Task list >>
1) Repeat word for word the stretch of the courtroom demeanor passage from "During defendant’s cross-examination" through "a relevance objection.".
2) In the courtroom demeanor passage, how did Officer Delfino wake the defendant when she first saw him?

Quoted text >>

------------------------

During defendant’s cross-examination of Detective Cryar, defendant played two video clips of his interview by the detective on October 6, 2015, and moved the complete video recording of the interview into evidence. On redirect, the prosecutor asked Detective Cryar whether defendant’s posture in court was consistent with his posture during the interview. Detective Cryar responded that “[s]hort of being able to lean against a wall, it appears very similar.” Detective Cryar also testified that in his opinion defendant’s courtroom demeanor was similar to his demeanor during the interview; defendant was leaning over in court in a similar manner to the way he was leaning during the interview; and it was not unusual for suspects to behave that way during police interviews. Defendant did not object on Fifth or Fourteenth Amendment grounds or lodge a relevance objection.
During Officer Delfino’s cross-examination, defendant asked the officer about his demeanor when she met with him at the Gilroy Police Department at approximately 9:00 p.m. on October 5, 2015. Officer Delfino testified that defendant was sleeping or resting when she first saw him. Officer Delfino stated that defendant’s eyes were closed and he was leaning against a counter, and she shook his left shoulder to wake him. Defendant woke up but appeared sleepy and his speech was quiet and mumbled. On redirect, the prosecutor asked Officer Delfino whether defendant’s courtroom demeanor appeared to be the same as it was on October 5, 2015. Officer Delfino responded that defendant did not appear to be as tired in court as he did that night. Defendant did not object.

------------------------

Given material >>
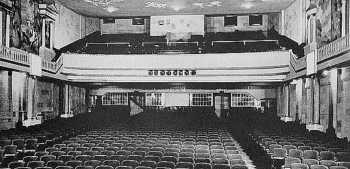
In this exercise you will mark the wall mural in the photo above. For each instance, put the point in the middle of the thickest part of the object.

------------------------

Responses to the exercise >>
1)
During defendant’s cross-examination of Detective Cryar, defendant played two video clips of his interview by the detective on October 6, 2015, and moved the complete video recording of the interview into evidence. On redirect, the prosecutor asked Detective Cryar whether defendant’s posture in court was consistent with his posture during the interview. Detective Cryar responded that “[s]hort of being able to lean against a wall, it appears very similar.” Detective Cryar also testified that in his opinion defendant’s courtroom demeanor was similar to his demeanor during the interview; defendant was leaning over in court in a similar manner to the way he was leaning during the interview; and it was not unusual for suspects to behave that way during police interviews. Defendant did not object on Fifth or Fourteenth Amendment grounds or lodge a relevance objection.

2) She shook his left shoulder.